Commentator on all things fascinating, Michael Stevens gives a neat potted history of building tall, and looks up ahead to the astronomic heights that might be achievable in the near future. The 10 minute clip is packed to the lofty rafters with facts and figures, all summarized with eye-opening real world examples: Did you know that sunset occurs three minutes later at the summit of the Burj Khalifa than at its base? Me neither. Mind=blown.
6. Bridging Our Future
Computing technology giant Intel offers up their vision of the near future for architecture and engineering lessons in schools, utilizing many existing technologies to show a highly interactive and intuitive learning process. Touch screens are generously sprinkled around the classroom, along with handy 3D printers that allow students to create intricate structural models as they design them. It all looks incredibly seamless, a little too seamless perhaps – but the intriguing ideas presented here have clocked up nearly a quarter of a million hits nonetheless.
5. Life of an Architecture Student
Chris Torres and Peter Hess present a highly relatable narrative of one day in the life of a Berkeley architecture student. The video knits together chronological real-life visuals from Torres' all-too-familiar all-nighter, played out against the increasingly threatening tones of Nine Inch Nails. Torres laments: "If you give the reviewers that inch, they will jump at that... and they will tear you and your project down with you." Know the feeling? I know I do...

Records from a data source:
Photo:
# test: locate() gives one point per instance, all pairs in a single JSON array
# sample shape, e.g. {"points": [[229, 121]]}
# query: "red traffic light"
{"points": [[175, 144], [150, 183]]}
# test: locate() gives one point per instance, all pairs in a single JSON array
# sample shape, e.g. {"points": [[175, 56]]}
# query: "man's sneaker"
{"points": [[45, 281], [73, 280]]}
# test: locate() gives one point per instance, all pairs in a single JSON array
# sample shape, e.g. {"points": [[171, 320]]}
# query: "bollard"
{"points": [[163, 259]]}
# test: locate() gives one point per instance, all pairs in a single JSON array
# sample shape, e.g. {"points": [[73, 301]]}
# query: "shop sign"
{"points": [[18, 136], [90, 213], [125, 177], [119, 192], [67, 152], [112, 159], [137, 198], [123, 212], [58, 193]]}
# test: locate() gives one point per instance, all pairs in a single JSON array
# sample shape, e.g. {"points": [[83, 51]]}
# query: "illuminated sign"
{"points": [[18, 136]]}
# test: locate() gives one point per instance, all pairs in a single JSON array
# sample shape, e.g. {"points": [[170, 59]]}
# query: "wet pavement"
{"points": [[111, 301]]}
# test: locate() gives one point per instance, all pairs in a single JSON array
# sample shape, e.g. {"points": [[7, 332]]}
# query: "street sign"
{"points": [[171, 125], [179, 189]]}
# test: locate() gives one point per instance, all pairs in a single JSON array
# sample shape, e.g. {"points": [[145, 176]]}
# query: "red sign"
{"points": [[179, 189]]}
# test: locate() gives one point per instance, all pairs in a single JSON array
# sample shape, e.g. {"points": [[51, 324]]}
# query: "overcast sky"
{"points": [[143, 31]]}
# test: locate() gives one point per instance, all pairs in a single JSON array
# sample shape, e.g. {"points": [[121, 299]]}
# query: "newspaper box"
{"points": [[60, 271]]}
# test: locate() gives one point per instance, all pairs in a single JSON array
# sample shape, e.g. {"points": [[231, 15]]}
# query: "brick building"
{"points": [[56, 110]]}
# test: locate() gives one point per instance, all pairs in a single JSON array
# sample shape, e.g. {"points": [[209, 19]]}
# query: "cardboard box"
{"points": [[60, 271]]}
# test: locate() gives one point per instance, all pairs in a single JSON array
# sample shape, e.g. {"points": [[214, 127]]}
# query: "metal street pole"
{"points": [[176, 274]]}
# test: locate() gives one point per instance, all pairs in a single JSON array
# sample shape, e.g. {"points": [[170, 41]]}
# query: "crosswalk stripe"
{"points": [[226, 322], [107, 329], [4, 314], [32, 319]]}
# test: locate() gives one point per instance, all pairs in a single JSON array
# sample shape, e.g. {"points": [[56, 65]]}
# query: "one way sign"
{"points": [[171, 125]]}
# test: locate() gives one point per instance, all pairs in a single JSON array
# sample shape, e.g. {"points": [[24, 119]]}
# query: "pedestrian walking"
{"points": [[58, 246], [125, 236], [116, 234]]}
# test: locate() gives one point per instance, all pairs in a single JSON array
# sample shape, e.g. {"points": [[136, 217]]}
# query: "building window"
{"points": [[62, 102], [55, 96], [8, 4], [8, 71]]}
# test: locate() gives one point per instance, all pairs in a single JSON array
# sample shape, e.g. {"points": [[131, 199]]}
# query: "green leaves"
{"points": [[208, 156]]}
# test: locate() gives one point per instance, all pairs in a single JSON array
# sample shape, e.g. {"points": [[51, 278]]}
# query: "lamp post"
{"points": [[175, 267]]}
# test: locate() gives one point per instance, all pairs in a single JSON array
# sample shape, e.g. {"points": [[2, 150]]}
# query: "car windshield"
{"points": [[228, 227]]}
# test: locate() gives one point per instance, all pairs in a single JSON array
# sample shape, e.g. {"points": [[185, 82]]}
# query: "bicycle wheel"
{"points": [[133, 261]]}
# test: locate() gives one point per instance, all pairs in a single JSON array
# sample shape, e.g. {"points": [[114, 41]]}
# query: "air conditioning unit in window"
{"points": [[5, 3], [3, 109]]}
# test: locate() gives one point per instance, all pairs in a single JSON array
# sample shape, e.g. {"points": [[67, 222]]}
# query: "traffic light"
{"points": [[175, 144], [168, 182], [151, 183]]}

_Check your understanding_.
1. In the list of architecture videos, how much later does sunset occur at the summit of the Burj Khalifa than at its base?
2. Write the next part of the list of architecture videos, picking up after its last sentence.

_Answers by item number_.
1. Three minutes later.

2.
4. James Kunstler: How Bad Architecture Wrecked Cities
Considering the much celebrated TED Talks are supposed to revolve around inspiring minds, James Kunstler’s video title might seem a little negative on first impressions. But boy, is this particularly TED talk inspiring: Kunstler’s straight talking is combined with vicious wit to explain the fundamental problems with suburban sprawl in the United States. A case in point: “If you stand on the apron of the Walmart over here, and try to look at the Target Store over here, you can’t see it because of the curvature of the earth. That’s nature’s way of telling you you’re doing a poor job of defining space.”Beneath the hilarity of the presenter’s brilliant metaphors for our abject failure in planning cities for the last 50 years, there are glimmers of hope that maybe, just maybe, we can fix things. Essential viewing.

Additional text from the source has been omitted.